> [To be done]: Keep only the rows below that contain the string "target", and copy each one out. Case matters.

-------

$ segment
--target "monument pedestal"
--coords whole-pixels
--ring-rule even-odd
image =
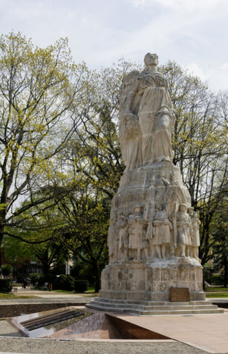
[[[170,287],[188,287],[191,301],[205,300],[202,266],[190,258],[109,264],[101,277],[99,296],[102,298],[169,301]]]
[[[214,310],[202,289],[200,221],[172,162],[177,112],[166,78],[157,71],[157,56],[148,53],[144,61],[144,70],[130,73],[121,86],[119,137],[126,169],[112,201],[109,263],[99,298],[88,305],[141,314],[152,314],[156,307],[152,312],[157,313],[161,305],[161,313],[170,307],[186,313],[186,307],[170,303],[172,288],[188,310]],[[187,297],[184,292],[182,298],[182,288]]]

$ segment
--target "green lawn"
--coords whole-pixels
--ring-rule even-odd
[[[0,292],[0,298],[36,298],[37,296],[33,296],[33,295],[21,295],[16,296],[14,294],[6,294],[3,292]]]
[[[207,298],[228,298],[228,292],[206,293]]]
[[[205,292],[228,292],[228,287],[206,287]]]
[[[71,292],[68,291],[68,290],[52,290],[53,292],[60,292],[60,293],[67,293],[67,294],[76,294],[74,292],[74,290],[72,290]],[[82,294],[97,294],[97,293],[95,293],[95,289],[94,289],[94,287],[88,287],[87,291],[85,292],[85,293],[82,293]]]

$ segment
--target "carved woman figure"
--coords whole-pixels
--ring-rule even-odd
[[[172,161],[172,128],[175,111],[164,75],[157,71],[158,56],[148,53],[146,67],[134,81],[125,102],[125,117],[135,119],[132,103],[141,96],[138,117],[141,128],[142,165]]]
[[[193,237],[193,227],[185,204],[180,204],[177,213],[177,244],[181,248],[182,257],[189,257]]]
[[[170,230],[173,229],[165,210],[162,210],[161,204],[155,208],[155,218],[153,221],[153,237],[150,240],[152,255],[159,258],[166,258],[166,248],[170,244]]]
[[[134,208],[134,214],[128,217],[129,255],[132,260],[141,259],[141,249],[143,233],[143,218],[141,216],[141,205]]]

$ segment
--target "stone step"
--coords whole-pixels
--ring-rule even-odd
[[[184,302],[170,302],[170,301],[134,301],[134,300],[120,300],[120,299],[114,299],[114,298],[102,298],[97,297],[94,298],[94,301],[100,301],[110,303],[129,303],[129,304],[139,304],[139,305],[152,305],[152,306],[163,306],[163,305],[211,305],[211,301],[210,300],[205,301],[184,301]]]
[[[102,306],[105,307],[112,307],[114,308],[117,309],[122,309],[122,308],[138,308],[139,310],[204,310],[204,309],[216,309],[218,308],[218,306],[216,305],[210,305],[210,304],[205,304],[205,305],[156,305],[156,306],[147,306],[147,305],[139,305],[138,303],[132,303],[132,304],[116,304],[112,303],[110,304],[107,302],[98,302],[98,301],[94,301],[93,303],[96,304],[98,305],[101,305]]]
[[[127,312],[130,314],[134,315],[161,315],[161,314],[218,314],[223,313],[223,310],[218,309],[216,306],[212,305],[212,308],[207,308],[207,309],[181,309],[181,310],[141,310],[137,308],[131,308],[129,307],[121,307],[121,309],[119,307],[114,307],[113,306],[106,306],[105,305],[102,304],[95,304],[91,303],[90,302],[89,304],[86,305],[87,307],[93,308],[94,310],[98,310],[100,311],[107,311],[110,312]]]

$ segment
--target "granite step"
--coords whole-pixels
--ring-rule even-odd
[[[155,306],[163,306],[170,305],[211,305],[211,301],[210,300],[205,301],[182,301],[182,302],[171,302],[171,301],[136,301],[136,300],[120,300],[114,298],[107,298],[97,297],[94,298],[94,301],[105,302],[109,303],[121,303],[121,304],[134,304],[143,305],[155,305]]]
[[[113,303],[110,305],[109,303],[102,302],[100,303],[98,301],[94,301],[94,304],[96,304],[98,305],[101,305],[103,307],[112,307],[113,308],[122,309],[122,308],[137,308],[139,310],[205,310],[205,309],[217,309],[218,306],[216,305],[153,305],[153,306],[148,306],[148,305],[142,305],[139,304],[115,304]]]
[[[98,310],[100,311],[105,312],[127,312],[130,314],[134,315],[161,315],[161,314],[218,314],[223,313],[223,310],[221,309],[218,309],[216,305],[211,305],[212,307],[210,308],[200,308],[200,309],[194,309],[194,308],[188,308],[185,309],[183,306],[182,308],[177,308],[169,310],[162,309],[162,307],[158,308],[157,310],[149,310],[146,309],[140,309],[140,308],[130,308],[129,307],[123,307],[121,308],[114,306],[107,306],[105,304],[96,304],[91,303],[86,305],[87,307],[93,308],[94,310]]]

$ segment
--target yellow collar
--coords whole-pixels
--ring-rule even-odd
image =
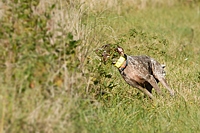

-------

> [Finished task]:
--target "monument pedestal"
--target "green lawn"
--target "carved woman figure"
--target "stone step"
--target "granite step"
--target yellow collar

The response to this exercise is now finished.